Please state how many lines of the data contain the word "blue", giving only the number.

* **Records for the task**:
_ _ _ _

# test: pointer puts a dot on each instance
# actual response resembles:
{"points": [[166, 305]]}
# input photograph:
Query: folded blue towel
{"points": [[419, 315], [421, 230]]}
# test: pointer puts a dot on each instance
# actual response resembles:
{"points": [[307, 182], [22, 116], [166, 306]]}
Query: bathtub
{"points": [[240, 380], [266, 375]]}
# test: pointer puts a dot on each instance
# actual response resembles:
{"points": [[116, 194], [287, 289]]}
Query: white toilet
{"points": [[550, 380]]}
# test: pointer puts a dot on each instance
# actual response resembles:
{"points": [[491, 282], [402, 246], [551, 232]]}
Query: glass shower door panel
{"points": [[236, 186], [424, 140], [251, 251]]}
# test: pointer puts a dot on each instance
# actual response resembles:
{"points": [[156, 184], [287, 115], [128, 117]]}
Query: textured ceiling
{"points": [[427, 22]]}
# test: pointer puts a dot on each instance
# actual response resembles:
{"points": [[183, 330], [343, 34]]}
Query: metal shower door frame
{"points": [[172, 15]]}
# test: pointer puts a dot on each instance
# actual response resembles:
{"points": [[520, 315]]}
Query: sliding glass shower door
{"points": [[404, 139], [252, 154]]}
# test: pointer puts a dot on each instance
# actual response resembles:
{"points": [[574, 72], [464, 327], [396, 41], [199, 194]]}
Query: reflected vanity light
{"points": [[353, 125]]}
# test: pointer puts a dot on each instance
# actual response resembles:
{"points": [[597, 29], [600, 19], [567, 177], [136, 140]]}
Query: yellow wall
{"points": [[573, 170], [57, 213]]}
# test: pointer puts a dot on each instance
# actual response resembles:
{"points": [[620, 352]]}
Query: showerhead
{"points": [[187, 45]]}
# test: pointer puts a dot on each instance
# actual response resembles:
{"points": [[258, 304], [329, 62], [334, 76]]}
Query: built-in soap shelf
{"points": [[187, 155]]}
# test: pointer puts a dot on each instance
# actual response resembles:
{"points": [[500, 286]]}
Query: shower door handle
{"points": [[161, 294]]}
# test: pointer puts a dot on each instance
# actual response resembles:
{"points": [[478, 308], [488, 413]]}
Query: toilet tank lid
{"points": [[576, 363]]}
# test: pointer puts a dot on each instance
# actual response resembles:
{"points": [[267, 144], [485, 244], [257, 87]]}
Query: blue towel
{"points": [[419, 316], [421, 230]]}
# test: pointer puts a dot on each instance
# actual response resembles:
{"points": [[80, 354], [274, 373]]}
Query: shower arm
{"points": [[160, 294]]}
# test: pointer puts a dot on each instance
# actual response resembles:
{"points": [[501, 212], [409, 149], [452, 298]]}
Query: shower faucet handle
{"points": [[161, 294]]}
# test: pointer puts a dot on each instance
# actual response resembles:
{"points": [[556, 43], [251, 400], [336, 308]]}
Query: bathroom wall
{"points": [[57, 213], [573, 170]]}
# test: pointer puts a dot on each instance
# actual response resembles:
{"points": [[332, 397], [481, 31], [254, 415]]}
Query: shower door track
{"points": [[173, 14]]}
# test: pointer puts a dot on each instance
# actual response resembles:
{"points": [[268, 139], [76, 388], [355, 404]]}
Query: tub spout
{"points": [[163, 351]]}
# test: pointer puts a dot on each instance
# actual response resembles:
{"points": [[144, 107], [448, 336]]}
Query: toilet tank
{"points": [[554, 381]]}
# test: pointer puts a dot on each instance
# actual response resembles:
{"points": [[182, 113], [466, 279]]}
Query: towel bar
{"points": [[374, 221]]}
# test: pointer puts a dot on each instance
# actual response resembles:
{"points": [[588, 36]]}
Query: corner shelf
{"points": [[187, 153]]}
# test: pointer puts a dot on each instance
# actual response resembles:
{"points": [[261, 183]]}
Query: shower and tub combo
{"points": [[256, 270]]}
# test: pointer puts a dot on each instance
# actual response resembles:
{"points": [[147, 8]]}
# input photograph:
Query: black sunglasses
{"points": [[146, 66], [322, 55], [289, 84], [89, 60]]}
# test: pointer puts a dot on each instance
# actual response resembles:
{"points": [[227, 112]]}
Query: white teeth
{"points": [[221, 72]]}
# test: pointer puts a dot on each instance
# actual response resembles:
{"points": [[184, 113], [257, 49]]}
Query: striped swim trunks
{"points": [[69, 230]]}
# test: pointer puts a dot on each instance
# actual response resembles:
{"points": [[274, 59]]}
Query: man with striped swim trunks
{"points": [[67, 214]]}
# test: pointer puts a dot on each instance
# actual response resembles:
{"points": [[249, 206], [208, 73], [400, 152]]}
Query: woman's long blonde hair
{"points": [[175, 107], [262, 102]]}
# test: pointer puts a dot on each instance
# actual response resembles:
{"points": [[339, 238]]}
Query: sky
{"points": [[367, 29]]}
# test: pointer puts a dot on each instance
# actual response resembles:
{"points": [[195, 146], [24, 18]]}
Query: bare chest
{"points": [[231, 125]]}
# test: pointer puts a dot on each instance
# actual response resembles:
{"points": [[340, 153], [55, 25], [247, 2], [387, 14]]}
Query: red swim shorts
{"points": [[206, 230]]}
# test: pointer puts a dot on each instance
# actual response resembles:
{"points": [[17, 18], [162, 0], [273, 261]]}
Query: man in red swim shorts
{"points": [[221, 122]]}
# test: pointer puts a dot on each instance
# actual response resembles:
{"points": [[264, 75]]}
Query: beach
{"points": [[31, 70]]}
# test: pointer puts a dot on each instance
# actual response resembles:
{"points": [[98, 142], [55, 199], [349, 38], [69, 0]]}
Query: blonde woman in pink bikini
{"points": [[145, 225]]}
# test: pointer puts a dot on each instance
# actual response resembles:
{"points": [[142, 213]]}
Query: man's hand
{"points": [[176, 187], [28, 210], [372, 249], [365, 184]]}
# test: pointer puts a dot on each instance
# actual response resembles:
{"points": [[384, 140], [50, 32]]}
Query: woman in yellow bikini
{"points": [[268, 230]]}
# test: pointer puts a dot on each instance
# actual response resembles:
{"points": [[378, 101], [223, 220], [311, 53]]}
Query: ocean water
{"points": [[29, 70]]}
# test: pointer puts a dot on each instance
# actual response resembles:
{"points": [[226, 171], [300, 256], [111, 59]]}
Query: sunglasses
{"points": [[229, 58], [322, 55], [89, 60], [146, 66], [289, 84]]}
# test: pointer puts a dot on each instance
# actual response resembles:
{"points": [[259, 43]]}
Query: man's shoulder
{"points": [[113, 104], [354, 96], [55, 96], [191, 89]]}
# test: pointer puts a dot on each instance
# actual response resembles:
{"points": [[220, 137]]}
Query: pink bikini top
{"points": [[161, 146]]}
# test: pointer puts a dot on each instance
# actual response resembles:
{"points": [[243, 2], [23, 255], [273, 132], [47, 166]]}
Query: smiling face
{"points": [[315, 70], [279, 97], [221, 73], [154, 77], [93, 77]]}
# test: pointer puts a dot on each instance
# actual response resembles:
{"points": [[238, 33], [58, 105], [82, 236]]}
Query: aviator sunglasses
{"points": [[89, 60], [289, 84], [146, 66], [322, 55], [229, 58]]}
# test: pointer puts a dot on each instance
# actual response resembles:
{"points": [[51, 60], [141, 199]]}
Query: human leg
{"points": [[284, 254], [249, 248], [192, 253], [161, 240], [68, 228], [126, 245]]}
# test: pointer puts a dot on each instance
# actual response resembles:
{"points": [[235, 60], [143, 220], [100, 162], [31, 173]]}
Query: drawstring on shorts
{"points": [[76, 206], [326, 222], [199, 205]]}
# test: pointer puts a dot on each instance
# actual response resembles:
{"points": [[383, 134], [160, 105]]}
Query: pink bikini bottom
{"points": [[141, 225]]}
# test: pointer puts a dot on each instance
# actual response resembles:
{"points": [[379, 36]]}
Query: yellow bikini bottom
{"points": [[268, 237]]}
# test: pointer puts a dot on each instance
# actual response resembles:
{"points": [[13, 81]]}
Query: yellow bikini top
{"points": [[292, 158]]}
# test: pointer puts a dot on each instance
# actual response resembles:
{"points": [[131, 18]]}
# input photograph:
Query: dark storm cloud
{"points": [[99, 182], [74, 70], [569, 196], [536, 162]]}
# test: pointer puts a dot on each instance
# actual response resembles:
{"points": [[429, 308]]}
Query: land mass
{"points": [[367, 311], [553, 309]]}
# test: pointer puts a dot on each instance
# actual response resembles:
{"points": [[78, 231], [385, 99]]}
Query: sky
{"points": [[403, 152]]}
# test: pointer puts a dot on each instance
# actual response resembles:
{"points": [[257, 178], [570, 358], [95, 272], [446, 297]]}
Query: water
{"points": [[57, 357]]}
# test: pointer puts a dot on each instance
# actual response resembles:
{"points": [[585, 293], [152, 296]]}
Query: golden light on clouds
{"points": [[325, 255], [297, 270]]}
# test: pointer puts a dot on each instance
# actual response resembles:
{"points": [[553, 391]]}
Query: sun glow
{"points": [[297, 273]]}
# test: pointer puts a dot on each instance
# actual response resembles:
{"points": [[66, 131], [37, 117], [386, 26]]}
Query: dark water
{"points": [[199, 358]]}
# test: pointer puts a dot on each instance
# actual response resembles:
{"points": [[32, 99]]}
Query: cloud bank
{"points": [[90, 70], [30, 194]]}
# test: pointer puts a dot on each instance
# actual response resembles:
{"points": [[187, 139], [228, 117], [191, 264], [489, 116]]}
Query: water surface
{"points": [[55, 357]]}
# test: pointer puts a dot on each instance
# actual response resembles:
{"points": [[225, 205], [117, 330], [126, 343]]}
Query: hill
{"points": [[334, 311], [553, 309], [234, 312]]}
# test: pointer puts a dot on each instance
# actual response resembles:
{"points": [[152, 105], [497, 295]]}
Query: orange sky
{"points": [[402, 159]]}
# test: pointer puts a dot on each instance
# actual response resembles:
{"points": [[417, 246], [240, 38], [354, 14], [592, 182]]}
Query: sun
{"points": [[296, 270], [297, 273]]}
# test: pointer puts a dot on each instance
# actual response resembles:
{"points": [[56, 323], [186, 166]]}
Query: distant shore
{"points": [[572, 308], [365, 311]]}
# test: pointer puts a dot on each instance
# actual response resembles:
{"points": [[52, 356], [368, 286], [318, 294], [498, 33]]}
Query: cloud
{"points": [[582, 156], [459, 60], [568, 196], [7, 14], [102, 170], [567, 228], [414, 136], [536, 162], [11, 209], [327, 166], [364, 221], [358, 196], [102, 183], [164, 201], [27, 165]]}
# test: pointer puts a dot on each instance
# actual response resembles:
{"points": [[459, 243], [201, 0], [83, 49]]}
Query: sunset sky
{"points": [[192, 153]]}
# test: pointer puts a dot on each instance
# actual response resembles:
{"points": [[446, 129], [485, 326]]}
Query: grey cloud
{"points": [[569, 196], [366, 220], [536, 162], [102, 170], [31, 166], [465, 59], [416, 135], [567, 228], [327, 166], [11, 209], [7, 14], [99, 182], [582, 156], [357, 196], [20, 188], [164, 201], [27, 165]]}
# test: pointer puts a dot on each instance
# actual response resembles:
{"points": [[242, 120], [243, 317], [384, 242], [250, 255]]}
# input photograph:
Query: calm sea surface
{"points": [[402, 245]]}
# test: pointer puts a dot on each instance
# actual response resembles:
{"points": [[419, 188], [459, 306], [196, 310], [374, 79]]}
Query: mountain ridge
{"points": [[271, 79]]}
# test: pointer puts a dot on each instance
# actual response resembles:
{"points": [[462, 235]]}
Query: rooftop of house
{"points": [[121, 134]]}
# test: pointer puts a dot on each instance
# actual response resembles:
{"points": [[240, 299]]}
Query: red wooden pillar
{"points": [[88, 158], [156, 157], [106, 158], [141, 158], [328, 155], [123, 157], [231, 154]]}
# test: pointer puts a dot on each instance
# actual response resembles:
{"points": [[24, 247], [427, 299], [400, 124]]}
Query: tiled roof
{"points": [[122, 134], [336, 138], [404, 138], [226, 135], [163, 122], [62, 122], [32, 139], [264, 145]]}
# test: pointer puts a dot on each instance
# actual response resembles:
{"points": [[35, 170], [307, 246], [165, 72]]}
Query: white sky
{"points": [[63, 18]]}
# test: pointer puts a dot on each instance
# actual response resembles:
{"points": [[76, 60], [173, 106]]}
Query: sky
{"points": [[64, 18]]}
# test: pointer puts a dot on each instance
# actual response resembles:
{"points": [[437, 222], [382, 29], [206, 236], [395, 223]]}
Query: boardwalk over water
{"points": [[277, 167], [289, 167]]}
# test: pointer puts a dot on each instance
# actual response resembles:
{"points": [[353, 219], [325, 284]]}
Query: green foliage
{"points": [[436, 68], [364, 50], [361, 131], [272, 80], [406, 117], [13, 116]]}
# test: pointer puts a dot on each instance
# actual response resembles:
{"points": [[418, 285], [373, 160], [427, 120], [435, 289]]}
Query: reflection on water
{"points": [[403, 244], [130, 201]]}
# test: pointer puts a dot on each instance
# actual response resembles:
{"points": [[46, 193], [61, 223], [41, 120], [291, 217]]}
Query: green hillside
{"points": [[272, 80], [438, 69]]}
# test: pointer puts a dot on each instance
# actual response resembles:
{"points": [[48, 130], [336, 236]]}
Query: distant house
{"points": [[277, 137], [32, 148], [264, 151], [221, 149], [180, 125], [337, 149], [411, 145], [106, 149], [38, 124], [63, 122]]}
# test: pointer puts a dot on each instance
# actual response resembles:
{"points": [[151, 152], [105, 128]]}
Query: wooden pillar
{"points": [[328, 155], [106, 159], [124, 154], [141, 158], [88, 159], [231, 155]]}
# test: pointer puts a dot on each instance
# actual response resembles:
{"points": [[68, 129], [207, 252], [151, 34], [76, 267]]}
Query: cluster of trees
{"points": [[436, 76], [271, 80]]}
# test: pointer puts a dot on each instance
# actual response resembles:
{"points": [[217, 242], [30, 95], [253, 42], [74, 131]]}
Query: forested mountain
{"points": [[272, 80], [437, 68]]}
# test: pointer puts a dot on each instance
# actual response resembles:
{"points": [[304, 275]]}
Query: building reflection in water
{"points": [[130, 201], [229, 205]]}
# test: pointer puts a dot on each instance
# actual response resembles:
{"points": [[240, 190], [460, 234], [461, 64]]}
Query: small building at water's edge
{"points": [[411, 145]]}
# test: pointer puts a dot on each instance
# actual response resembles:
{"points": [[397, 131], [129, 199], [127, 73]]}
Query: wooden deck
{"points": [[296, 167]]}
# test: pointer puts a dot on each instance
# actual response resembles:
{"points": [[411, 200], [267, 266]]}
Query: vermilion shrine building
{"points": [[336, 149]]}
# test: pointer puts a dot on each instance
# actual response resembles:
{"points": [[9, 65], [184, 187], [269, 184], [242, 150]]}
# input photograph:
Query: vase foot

_ _ _ _

* **The response**: 2